**YOUR OBJECTIVE**
Convert the data into a numbered list with no blank lines. Use only the stretch that starts with the line containing "Where can the wooden" and runs through the line containing "<point>127,129</point>", both of those lines included.

**DATA EXCERPTS**
---------------

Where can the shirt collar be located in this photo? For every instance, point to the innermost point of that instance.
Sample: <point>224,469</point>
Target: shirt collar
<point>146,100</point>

---------------

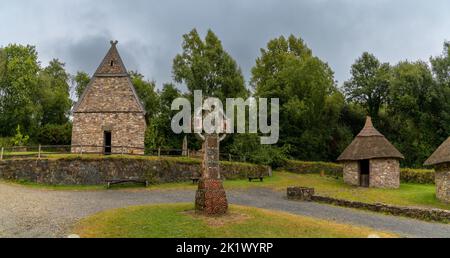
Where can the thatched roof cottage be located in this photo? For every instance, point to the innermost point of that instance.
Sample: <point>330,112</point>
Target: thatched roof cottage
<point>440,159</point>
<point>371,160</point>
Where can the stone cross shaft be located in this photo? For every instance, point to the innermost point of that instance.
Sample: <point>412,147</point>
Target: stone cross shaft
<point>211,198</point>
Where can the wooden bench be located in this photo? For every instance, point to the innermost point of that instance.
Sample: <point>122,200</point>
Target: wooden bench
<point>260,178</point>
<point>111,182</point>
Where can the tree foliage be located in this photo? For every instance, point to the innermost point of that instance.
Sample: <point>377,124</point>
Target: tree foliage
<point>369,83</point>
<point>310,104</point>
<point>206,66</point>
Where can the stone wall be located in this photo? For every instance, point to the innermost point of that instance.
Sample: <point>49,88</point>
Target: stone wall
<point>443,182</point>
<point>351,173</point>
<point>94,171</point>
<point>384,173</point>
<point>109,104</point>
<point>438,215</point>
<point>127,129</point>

---------------

**REPLY**
1. Where can the wooden bench be located in this photo? For every instance, point to the innermost point of that instance.
2. Sample: <point>122,200</point>
3. Target: wooden bench
4. <point>260,178</point>
5. <point>111,182</point>
6. Where can the tree foliage be located in this photo? For every instance, point to the innermost point of that instance.
7. Sample: <point>377,124</point>
8. Target: tree foliage
9. <point>369,83</point>
10. <point>310,104</point>
11. <point>206,66</point>
12. Where can the stone wall be located in this photo? For every instance, point to the innermost point of that instance.
13. Sample: <point>49,88</point>
14. Target: stone wall
15. <point>443,182</point>
16. <point>351,173</point>
17. <point>94,171</point>
18. <point>384,173</point>
19. <point>109,104</point>
20. <point>438,215</point>
21. <point>127,129</point>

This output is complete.